**WHAT THE TASK REQUIRES:** Rewrite the passage of the Frankenstein lecture blog, starting at the words "Blog by Lisa" and stopping after "to Shelley's contemporaries?", with "electricity" renamed to "lightning".
===== TEXT SECTION
Frankenstein and Romantic Science

Frankenstein Lecture by Ildiko Csengei, 22 May 2021

Blog by Lisa Hutchins

Modern readers of Mary Shelley's Frankenstein (1818) may recognise the problem of scientists carrying out alarming, uncontrolled experiments that seem to fly in the face of nature without due regard for the consequences. Today we face the burgeoning of artificial intelligence, the manipulation of huge collections of personal data and the normalised surveillance of almost everything we do. Is this perhaps how animating a lifeless body with electricity would have appeared to Shelley's contemporaries?
==========
===== DATA EXCERPTS
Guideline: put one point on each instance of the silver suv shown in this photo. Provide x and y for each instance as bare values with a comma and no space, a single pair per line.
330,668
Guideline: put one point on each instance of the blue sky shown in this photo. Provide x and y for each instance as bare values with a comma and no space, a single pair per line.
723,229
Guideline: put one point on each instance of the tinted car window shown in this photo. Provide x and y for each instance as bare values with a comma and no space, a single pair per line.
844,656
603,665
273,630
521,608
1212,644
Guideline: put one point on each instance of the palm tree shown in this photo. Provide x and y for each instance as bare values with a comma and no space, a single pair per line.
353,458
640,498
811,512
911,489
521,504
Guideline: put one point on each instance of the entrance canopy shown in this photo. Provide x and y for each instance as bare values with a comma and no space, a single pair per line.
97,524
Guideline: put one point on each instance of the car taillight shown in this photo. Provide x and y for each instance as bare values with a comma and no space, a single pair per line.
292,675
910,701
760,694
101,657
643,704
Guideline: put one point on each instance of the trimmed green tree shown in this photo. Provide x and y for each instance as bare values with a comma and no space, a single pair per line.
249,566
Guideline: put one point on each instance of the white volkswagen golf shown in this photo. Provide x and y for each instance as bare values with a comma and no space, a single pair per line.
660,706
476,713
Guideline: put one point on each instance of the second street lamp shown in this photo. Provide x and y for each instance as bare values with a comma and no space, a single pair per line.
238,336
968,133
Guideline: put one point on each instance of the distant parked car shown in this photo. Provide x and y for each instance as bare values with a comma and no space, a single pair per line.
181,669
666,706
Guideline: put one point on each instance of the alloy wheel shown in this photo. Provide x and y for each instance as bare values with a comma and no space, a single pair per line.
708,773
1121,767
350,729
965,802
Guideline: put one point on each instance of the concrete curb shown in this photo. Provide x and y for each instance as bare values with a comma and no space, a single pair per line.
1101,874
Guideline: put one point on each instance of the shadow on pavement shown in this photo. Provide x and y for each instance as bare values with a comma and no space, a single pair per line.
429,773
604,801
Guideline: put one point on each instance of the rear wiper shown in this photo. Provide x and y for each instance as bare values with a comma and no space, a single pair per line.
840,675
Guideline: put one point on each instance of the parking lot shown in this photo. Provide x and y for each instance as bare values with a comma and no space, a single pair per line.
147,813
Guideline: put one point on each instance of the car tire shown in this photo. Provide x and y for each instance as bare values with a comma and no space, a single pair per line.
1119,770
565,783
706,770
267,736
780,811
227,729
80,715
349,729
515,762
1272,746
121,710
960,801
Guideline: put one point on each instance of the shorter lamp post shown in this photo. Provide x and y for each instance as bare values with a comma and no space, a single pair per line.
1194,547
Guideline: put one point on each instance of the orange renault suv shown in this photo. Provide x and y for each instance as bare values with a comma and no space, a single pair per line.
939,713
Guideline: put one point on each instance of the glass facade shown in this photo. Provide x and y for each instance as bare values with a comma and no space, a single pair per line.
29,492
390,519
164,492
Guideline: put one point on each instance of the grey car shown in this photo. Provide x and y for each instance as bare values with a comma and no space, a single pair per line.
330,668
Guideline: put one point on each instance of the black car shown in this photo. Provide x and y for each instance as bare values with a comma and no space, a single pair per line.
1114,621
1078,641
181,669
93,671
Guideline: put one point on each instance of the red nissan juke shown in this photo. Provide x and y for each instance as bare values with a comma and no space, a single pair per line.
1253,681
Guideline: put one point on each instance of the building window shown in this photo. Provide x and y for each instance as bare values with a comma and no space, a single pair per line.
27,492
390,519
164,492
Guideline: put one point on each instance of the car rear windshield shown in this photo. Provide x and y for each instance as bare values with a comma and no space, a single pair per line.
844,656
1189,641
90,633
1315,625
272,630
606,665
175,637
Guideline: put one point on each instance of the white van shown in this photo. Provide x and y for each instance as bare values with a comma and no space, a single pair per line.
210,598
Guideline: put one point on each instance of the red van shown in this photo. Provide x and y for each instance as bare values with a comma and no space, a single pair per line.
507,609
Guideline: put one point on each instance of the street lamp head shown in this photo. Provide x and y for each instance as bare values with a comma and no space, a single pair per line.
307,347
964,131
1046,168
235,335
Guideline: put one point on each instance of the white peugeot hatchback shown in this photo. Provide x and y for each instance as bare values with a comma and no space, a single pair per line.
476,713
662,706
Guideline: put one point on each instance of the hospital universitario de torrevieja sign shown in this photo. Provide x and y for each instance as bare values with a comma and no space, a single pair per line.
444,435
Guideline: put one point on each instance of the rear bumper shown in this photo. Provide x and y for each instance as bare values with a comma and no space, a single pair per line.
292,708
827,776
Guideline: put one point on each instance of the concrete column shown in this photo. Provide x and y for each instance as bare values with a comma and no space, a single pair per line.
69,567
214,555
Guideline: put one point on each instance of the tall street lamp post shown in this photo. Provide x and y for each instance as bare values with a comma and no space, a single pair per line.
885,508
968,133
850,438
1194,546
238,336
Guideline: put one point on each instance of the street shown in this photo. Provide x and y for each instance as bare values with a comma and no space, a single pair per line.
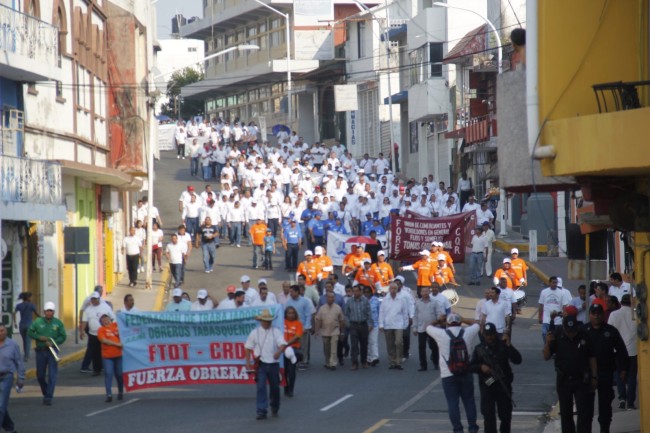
==========
**ANSWER TO THIS TASK:**
Blog by Lisa Hutchins

Modern readers of Mary Shelley's Frankenstein (1818) may recognise the problem of scientists carrying out alarming, uncontrolled experiments that seem to fly in the face of nature without due regard for the consequences. Today we face the burgeoning of artificial intelligence, the manipulation of huge collections of personal data and the normalised surveillance of almost everything we do. Is this perhaps how animating a lifeless body with lightning would have appeared to Shelley's contemporaries?